§ Article
────────────────────
8. I also find substance in the submission canvassed on behalf of the petitioner that the Industrial Court has committed manifest error in taking a view that the relief regarding payment of bonus cannot be granted by that Court. If the complainant was claiming payment of statutory bonus, such a relief can obviously be granted by the Industrial Court. In fact, such a relief was granted in the earlier complaint filed by the petitioner decided on June 28, 1999. The operative order is already reproduced above. There is nothing on record to suggest that the petitioner was claiming bonus in excess of the statutory amount. If it is so, the petitioner was entitled even for that relief.
9. That takes me to the opinion expressed by the Industrial Court that there was no Award, Settlement or Agreement signed between the petitioner and the respondents. As I have already arrived at the finding that the case made out by the petitioner that the workmen were not allowed to work on and from 14th April, 1993, it necessarily follows that such act has resulted in breach of agreement of employment, which inevitably would fall within the purview of item No. 9 of Schedule IV of the Act. Viewed in this perspective, the complaint, as filed by the petitioner, alleging that the respondents committed unfair labour practice in terms of Item No. 9 of Schedule IV of the Act also deserves to be accepted.
────────────────────
§ Record list
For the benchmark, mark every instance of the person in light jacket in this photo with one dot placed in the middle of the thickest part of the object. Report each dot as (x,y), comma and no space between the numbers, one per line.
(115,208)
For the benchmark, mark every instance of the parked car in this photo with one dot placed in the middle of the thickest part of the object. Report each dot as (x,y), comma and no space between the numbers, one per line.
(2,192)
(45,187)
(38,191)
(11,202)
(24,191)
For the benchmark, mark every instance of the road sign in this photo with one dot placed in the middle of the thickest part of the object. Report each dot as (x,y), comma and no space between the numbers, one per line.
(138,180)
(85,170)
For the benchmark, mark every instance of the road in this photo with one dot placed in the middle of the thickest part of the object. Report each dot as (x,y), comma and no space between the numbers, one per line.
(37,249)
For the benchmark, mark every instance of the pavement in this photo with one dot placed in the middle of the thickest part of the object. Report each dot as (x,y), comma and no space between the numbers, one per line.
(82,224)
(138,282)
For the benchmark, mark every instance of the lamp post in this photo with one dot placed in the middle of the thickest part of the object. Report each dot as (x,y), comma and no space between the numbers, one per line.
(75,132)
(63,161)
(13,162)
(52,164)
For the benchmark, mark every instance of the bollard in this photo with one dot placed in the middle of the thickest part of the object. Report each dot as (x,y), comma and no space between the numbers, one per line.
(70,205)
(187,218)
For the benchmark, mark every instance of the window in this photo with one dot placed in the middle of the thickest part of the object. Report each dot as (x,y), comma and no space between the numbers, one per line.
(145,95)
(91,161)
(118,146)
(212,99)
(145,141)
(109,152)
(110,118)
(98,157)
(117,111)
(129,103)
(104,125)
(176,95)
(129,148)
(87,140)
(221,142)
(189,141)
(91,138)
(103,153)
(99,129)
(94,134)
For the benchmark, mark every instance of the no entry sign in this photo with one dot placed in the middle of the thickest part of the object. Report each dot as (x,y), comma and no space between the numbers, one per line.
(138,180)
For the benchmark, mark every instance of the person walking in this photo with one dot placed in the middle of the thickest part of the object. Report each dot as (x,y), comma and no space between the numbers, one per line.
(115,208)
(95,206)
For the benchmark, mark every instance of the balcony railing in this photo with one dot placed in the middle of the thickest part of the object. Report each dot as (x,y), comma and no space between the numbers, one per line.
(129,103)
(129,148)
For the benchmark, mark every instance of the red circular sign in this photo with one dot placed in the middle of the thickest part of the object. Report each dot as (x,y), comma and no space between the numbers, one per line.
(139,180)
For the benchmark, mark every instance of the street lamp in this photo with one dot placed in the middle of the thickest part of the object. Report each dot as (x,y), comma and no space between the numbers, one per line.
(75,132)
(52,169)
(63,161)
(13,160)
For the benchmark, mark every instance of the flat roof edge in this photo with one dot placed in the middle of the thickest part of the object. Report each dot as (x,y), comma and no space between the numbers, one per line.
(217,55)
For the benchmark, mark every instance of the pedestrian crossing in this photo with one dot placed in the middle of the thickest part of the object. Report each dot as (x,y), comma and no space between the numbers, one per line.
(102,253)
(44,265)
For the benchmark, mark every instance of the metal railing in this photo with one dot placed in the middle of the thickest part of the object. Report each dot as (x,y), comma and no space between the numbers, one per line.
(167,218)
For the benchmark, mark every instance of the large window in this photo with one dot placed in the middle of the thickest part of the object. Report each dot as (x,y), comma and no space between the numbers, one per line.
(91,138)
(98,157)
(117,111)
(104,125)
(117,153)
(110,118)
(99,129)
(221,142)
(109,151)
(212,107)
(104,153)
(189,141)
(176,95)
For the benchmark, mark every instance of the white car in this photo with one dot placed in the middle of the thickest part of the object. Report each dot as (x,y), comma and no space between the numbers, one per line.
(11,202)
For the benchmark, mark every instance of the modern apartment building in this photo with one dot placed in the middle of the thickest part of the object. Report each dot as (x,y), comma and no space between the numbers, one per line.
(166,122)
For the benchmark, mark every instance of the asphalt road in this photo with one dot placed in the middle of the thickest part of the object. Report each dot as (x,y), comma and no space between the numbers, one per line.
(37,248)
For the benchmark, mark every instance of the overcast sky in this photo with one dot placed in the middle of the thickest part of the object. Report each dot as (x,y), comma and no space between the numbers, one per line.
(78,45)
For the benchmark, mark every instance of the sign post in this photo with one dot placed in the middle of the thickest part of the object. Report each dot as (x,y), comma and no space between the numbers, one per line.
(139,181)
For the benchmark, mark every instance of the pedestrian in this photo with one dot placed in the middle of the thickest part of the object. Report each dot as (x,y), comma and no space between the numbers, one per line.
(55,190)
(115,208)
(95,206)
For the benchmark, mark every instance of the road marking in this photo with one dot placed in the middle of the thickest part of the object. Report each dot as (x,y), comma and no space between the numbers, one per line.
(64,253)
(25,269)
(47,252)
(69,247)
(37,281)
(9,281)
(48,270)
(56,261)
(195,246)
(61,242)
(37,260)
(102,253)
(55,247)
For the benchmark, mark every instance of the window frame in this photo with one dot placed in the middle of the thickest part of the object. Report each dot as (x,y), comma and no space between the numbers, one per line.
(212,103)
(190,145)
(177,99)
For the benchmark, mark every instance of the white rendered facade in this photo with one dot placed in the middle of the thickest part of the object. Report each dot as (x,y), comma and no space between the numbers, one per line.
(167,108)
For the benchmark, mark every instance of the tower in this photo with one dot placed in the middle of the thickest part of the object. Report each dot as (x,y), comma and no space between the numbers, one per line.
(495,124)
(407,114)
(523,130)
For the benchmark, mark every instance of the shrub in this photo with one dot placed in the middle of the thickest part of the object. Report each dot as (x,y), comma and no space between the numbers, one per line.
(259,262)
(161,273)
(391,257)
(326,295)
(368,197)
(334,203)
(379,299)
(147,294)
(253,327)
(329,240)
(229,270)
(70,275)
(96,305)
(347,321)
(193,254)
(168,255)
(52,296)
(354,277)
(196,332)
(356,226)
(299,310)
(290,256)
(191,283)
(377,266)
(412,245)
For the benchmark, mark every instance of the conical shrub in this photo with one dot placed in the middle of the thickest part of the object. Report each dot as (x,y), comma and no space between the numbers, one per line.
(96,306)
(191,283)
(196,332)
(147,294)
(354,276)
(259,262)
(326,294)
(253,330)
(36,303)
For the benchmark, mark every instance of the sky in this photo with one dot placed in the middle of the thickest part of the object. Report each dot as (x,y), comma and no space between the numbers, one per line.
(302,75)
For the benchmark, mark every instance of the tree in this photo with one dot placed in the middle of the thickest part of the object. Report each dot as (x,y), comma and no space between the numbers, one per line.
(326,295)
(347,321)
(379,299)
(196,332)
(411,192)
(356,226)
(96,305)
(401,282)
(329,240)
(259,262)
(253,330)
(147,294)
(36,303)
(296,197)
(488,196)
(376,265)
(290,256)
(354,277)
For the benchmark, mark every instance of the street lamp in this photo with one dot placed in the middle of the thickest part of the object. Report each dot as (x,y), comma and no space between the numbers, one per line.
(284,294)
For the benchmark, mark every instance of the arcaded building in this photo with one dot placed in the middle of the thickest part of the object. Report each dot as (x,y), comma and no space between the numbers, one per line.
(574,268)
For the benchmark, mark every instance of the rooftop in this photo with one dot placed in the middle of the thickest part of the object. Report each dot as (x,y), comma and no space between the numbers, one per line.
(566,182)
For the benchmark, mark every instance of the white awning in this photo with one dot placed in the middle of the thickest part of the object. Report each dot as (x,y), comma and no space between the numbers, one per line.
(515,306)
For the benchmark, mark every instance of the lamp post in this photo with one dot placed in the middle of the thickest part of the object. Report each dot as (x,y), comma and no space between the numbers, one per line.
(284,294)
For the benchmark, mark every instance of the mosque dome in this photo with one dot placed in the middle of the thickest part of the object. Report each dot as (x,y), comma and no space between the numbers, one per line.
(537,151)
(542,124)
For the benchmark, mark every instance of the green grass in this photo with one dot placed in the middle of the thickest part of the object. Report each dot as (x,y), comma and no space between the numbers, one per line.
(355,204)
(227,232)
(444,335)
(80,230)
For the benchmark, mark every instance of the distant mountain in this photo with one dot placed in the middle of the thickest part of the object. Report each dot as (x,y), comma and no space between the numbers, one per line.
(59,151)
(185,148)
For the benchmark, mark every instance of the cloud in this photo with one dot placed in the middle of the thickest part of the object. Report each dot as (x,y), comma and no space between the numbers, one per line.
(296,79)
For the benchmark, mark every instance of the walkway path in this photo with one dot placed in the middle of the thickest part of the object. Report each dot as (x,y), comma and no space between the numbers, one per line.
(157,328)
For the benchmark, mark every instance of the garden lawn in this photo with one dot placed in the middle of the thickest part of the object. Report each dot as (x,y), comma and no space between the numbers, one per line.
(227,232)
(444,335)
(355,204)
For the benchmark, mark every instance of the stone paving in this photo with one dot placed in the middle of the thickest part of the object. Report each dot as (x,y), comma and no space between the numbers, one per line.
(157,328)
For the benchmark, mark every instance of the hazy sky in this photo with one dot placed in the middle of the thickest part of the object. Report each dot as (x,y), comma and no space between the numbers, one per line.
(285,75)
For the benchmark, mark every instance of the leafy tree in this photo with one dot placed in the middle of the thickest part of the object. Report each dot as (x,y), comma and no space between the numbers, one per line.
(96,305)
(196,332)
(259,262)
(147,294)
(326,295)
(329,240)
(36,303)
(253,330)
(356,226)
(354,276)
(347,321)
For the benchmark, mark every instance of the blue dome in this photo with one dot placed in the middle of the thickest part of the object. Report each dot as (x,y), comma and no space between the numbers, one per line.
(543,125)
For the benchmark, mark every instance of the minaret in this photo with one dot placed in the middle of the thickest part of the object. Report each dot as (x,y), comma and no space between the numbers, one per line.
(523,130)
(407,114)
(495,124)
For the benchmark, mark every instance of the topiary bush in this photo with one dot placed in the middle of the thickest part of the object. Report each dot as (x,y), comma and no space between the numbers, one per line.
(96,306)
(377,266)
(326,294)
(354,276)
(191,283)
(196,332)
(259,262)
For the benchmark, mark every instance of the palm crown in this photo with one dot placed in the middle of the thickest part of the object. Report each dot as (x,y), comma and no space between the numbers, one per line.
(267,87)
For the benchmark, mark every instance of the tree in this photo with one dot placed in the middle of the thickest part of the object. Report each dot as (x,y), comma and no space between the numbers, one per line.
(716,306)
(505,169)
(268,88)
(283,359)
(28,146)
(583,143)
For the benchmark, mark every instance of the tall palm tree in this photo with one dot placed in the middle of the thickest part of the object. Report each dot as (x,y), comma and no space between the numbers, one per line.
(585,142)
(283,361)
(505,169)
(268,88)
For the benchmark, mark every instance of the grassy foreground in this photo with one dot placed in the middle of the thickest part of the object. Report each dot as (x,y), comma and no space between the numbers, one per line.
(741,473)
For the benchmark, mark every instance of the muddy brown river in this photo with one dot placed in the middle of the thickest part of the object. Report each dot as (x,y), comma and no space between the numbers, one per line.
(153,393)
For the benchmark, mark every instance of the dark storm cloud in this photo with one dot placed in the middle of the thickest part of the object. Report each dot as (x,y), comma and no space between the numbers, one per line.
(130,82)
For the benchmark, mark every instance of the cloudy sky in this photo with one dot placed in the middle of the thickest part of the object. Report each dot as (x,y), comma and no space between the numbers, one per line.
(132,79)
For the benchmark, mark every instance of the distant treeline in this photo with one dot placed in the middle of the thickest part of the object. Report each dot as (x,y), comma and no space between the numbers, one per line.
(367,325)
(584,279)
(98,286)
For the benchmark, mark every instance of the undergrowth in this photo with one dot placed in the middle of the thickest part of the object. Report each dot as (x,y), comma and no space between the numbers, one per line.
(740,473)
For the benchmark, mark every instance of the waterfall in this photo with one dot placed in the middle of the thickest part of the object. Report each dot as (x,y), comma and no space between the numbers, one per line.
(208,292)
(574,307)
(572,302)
────────────────────
§ Tasks to complete
a) According to the judgment, on what date was the petitioner's earlier complaint decided?
b) Translate this sentence from the judgment into French: "If the complainant was claiming payment of statutory bonus, such a relief can obviously be granted by the Industrial Court."

§ Answer set
a) June 28, 1999.

b) Si le plaignant réclamait le paiement de la prime légale, une telle réparation peut évidemment être accordée par le Tribunal industriel.